(Point labeling items)
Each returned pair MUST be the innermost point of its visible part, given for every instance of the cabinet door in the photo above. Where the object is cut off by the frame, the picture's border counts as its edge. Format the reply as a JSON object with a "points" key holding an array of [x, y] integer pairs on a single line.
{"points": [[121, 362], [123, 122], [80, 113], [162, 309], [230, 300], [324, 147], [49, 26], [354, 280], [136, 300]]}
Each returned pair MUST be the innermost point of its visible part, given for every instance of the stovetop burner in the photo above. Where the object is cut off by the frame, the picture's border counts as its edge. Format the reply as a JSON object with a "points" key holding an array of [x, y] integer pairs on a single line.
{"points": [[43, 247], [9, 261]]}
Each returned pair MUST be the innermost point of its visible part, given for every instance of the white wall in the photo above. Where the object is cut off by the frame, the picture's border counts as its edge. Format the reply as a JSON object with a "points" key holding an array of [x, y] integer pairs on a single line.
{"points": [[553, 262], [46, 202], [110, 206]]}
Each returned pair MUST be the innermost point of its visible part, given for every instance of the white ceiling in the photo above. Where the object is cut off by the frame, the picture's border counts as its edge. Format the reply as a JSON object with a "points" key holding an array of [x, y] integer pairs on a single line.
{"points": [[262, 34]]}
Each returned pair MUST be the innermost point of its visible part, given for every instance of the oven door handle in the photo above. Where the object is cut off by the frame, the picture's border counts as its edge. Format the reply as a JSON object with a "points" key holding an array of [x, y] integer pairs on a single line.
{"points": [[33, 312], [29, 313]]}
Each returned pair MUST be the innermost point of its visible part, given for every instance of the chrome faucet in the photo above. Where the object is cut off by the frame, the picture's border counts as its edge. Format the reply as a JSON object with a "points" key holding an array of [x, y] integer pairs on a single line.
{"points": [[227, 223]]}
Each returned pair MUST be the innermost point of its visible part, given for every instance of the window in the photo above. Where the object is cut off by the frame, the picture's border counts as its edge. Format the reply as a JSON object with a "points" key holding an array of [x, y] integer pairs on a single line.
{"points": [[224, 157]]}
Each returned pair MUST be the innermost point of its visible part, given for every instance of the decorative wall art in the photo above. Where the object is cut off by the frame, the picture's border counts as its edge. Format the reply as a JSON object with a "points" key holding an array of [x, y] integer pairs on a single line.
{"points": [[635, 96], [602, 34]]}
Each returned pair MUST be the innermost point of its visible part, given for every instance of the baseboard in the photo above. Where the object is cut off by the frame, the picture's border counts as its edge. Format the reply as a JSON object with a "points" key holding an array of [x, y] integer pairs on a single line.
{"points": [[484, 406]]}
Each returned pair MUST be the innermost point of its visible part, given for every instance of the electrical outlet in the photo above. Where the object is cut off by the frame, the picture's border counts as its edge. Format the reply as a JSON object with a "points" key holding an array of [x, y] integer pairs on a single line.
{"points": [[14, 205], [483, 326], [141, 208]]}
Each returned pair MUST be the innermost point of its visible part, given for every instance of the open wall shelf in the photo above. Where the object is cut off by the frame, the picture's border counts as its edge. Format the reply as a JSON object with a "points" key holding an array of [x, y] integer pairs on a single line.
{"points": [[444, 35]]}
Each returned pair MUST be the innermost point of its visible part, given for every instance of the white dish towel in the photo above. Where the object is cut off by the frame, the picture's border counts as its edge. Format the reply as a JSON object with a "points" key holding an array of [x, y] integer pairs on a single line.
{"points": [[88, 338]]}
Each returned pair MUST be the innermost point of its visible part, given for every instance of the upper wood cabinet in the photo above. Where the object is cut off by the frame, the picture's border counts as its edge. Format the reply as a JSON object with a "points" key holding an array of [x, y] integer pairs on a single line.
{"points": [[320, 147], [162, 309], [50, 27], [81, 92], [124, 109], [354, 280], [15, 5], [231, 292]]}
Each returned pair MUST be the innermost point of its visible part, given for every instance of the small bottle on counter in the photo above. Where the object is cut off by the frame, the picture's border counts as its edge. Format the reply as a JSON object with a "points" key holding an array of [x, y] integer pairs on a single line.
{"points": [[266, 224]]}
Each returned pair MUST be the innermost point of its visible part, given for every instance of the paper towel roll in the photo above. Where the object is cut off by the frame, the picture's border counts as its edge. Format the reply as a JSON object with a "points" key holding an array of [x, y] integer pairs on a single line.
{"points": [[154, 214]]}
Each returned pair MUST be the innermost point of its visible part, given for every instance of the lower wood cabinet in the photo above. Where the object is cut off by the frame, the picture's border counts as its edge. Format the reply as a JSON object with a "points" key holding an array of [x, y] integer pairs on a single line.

==

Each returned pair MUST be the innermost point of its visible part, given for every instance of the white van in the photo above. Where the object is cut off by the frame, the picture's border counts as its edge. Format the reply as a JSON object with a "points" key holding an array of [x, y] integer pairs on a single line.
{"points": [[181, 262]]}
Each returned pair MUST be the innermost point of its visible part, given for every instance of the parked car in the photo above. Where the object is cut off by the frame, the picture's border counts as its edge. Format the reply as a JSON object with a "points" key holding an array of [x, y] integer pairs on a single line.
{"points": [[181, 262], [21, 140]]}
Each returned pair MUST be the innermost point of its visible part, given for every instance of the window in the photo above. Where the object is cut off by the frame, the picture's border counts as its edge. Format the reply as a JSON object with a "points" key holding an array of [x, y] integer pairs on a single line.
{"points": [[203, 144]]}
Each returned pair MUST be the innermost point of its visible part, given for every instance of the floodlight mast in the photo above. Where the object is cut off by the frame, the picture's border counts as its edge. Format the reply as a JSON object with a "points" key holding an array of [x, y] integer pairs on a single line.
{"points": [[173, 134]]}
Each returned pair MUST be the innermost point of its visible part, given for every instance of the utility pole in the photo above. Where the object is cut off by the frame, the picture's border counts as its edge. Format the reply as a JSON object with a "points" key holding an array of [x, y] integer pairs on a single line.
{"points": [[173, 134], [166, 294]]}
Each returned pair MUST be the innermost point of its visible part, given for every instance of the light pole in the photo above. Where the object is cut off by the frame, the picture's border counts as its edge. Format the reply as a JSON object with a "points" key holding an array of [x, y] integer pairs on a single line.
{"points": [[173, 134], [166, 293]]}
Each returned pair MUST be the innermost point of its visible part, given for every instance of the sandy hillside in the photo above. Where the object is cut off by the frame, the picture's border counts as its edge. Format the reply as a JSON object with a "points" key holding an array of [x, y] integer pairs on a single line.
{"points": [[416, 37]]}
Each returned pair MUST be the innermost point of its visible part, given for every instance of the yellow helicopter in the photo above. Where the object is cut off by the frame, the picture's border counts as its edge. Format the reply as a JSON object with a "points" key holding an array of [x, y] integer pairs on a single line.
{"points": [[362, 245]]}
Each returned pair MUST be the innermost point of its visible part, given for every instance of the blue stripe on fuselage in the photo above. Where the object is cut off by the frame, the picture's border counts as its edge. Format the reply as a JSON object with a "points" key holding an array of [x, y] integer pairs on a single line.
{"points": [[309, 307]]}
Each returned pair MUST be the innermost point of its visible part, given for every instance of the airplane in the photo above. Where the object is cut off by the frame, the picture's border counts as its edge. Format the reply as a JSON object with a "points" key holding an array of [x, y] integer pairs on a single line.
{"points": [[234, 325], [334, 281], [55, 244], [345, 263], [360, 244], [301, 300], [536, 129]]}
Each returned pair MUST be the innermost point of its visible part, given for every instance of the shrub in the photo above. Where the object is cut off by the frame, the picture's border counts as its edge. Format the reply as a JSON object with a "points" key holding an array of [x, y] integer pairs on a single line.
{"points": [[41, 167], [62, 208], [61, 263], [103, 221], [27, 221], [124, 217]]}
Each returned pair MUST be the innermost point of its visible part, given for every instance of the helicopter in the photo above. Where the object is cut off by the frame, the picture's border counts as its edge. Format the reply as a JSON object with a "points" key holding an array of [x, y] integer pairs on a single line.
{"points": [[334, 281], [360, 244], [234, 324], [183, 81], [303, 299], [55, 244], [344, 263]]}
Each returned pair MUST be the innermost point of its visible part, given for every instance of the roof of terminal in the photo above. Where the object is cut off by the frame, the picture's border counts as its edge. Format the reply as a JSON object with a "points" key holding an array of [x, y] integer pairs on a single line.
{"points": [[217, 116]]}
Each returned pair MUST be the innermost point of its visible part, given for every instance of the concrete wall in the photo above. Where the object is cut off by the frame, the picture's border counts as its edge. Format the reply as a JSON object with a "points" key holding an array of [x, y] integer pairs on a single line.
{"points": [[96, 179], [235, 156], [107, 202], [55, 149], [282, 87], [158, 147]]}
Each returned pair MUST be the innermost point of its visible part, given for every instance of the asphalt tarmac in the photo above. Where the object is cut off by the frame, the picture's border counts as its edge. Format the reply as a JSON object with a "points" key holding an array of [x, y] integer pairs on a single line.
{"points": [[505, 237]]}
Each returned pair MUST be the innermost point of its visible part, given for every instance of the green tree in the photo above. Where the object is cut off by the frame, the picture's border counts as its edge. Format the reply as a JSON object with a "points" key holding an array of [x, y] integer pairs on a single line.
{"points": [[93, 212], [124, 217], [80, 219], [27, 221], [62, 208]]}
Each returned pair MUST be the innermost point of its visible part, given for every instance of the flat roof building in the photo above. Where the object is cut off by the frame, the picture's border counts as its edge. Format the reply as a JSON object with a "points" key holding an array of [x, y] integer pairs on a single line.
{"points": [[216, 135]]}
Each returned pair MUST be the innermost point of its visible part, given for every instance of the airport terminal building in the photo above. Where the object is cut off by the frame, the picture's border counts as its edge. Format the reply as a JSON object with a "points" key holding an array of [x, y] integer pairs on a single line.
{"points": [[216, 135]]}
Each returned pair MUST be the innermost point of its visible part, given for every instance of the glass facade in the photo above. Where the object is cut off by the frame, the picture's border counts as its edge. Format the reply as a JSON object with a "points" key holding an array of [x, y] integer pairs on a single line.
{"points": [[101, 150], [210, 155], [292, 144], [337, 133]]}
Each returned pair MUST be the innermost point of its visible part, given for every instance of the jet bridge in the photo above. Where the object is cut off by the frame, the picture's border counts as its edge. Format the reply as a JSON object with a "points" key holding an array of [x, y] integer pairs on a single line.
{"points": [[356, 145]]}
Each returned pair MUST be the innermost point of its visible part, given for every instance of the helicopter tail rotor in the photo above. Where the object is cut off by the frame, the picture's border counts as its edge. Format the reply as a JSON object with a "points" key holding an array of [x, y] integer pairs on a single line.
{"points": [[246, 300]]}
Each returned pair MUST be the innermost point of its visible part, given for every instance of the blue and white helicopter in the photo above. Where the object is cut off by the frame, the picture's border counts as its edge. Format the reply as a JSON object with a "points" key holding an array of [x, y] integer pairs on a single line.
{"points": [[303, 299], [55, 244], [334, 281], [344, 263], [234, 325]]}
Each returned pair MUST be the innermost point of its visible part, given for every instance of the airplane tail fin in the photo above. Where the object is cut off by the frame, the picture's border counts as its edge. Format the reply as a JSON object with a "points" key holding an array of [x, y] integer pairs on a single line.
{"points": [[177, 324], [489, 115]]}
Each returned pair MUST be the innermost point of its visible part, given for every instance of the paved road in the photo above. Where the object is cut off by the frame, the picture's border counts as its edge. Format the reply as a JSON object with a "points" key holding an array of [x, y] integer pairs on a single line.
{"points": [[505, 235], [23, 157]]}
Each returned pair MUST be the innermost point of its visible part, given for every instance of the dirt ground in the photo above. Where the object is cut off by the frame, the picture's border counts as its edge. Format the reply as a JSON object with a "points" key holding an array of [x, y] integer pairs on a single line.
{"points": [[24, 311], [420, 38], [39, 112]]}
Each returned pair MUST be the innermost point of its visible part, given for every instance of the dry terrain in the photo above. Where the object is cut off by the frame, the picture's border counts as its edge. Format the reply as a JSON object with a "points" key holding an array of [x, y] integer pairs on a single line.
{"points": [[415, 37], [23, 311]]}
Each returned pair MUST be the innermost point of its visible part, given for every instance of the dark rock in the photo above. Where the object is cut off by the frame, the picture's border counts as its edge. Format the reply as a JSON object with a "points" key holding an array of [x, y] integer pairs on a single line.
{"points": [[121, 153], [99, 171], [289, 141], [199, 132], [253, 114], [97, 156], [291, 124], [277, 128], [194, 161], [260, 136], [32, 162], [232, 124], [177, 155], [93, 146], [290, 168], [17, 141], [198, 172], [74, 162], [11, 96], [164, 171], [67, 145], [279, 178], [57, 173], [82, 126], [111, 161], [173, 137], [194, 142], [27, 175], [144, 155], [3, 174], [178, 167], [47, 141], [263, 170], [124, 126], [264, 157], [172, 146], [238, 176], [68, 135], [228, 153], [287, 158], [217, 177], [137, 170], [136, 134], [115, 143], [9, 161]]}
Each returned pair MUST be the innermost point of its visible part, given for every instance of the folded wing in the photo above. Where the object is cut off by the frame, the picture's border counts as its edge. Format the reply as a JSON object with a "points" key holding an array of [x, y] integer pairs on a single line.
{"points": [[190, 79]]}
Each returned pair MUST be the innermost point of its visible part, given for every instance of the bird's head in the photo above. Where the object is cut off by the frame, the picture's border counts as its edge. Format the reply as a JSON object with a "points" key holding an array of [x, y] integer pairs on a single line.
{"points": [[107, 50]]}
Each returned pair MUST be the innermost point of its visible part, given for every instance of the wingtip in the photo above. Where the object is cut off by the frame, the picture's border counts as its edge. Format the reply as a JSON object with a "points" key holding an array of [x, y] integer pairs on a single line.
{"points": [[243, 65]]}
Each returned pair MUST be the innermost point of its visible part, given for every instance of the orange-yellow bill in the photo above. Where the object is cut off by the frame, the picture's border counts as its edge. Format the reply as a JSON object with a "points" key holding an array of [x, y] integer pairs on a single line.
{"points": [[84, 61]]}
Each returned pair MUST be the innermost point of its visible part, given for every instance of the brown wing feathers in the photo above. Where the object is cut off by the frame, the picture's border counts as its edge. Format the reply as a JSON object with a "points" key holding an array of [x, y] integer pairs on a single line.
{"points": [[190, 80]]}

...

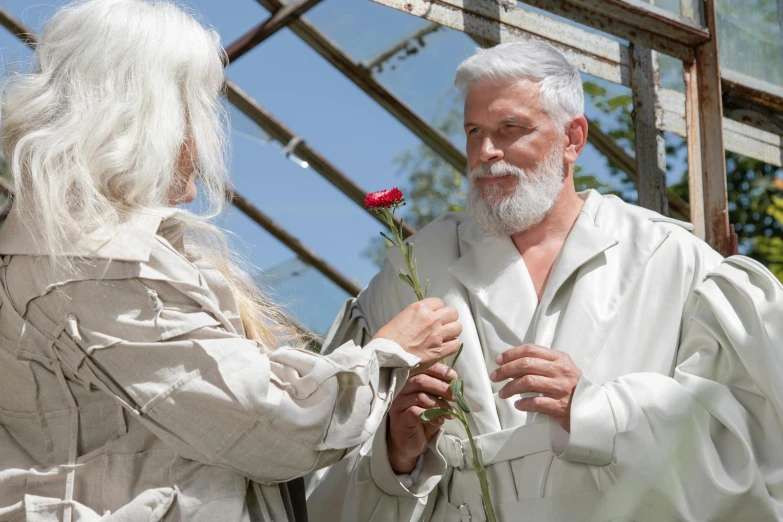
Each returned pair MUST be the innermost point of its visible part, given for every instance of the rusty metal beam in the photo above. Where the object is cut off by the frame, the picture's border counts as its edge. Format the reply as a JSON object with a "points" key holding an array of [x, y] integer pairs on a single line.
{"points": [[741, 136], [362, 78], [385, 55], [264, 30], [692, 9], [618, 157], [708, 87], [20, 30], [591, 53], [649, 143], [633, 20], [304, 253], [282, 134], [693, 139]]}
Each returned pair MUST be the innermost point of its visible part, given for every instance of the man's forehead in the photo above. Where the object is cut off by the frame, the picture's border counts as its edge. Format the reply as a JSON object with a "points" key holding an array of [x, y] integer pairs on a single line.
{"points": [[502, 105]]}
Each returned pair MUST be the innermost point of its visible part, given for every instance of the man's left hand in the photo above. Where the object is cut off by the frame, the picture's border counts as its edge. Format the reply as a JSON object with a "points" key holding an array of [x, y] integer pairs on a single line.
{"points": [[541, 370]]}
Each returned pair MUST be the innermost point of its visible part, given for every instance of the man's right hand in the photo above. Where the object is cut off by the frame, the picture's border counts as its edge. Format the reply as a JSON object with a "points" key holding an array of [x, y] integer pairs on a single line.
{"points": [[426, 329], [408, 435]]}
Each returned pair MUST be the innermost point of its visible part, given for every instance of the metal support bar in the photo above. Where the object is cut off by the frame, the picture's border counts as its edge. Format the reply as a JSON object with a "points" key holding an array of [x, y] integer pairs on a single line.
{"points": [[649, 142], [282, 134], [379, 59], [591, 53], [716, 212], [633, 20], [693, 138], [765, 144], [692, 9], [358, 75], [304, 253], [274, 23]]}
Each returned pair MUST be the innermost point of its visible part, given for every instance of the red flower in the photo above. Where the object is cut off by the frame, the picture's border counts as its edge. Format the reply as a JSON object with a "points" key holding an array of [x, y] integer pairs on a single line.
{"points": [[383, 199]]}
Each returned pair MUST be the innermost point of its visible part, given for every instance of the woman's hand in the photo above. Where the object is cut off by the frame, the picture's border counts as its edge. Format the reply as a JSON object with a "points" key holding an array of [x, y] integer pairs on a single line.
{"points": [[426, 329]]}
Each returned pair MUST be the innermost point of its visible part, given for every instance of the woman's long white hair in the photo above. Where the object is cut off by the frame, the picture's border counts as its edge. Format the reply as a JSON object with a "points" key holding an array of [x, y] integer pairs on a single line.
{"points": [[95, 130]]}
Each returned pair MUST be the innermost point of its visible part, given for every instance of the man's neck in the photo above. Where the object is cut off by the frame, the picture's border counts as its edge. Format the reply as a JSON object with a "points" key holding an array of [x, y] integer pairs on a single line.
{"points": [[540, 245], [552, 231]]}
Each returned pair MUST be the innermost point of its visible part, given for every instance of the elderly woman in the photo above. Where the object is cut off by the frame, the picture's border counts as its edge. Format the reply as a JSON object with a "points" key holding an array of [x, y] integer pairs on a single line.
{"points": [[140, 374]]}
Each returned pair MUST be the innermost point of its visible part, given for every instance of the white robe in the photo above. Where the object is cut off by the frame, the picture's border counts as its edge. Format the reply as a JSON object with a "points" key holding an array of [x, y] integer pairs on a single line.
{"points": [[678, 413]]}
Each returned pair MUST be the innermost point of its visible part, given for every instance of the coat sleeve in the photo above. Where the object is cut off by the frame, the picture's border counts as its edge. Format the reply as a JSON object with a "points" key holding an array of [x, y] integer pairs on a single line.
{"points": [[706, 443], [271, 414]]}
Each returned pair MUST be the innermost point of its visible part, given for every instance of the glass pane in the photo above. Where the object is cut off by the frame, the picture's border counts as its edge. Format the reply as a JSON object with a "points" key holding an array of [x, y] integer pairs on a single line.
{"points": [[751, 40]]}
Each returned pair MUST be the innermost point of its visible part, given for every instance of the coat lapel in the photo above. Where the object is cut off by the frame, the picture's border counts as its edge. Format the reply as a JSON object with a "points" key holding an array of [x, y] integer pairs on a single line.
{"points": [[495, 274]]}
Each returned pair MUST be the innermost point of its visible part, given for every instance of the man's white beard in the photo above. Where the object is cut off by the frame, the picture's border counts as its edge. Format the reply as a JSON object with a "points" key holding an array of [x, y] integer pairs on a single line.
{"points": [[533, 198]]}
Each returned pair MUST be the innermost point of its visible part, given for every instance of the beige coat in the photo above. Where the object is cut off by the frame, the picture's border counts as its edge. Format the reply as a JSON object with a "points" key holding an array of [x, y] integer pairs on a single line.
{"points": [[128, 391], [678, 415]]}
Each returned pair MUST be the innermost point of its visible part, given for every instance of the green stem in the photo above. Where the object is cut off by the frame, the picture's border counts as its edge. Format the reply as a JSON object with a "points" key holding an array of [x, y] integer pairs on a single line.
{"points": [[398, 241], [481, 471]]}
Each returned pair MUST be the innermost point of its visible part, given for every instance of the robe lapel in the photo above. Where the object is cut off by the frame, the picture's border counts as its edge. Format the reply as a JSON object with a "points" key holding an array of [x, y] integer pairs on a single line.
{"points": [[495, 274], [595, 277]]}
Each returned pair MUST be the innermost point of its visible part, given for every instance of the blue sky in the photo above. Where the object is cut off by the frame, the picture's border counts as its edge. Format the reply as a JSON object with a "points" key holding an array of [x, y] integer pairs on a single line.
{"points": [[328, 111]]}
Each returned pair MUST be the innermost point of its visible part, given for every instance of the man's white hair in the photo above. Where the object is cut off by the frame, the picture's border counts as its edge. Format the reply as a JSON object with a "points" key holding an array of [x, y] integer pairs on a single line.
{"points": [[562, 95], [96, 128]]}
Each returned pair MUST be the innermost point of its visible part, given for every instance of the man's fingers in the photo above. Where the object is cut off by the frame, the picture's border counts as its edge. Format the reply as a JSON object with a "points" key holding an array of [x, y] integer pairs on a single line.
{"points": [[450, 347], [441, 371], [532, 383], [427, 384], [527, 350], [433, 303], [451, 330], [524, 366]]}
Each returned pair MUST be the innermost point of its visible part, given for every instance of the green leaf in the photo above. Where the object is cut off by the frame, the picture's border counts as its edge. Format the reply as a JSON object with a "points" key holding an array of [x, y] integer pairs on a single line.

§ **What you will do**
Which lines of the items above contain the word "roof"? Filter them out and copy each one, treating case as significant.

§ **Exercise answer**
Each returned pair MUST be the innermost point of its visible part, given for every instance of the roof of terminal in the photo above. Where the object is cut off by the frame, the picture's border counts as its edge. Format the reply as a JSON object with a "points" key holding an array of [x, y] integer pairs on a single line.
Each returned pair MUST be the innermost point of its visible part, given for every instance of the flat roof building in the photo above. Where the object is cut off by the frame, the picture's border counts as its edge. Format the reply as a JSON object with a "points" key holding an array of [x, y] integer pairs on a single line.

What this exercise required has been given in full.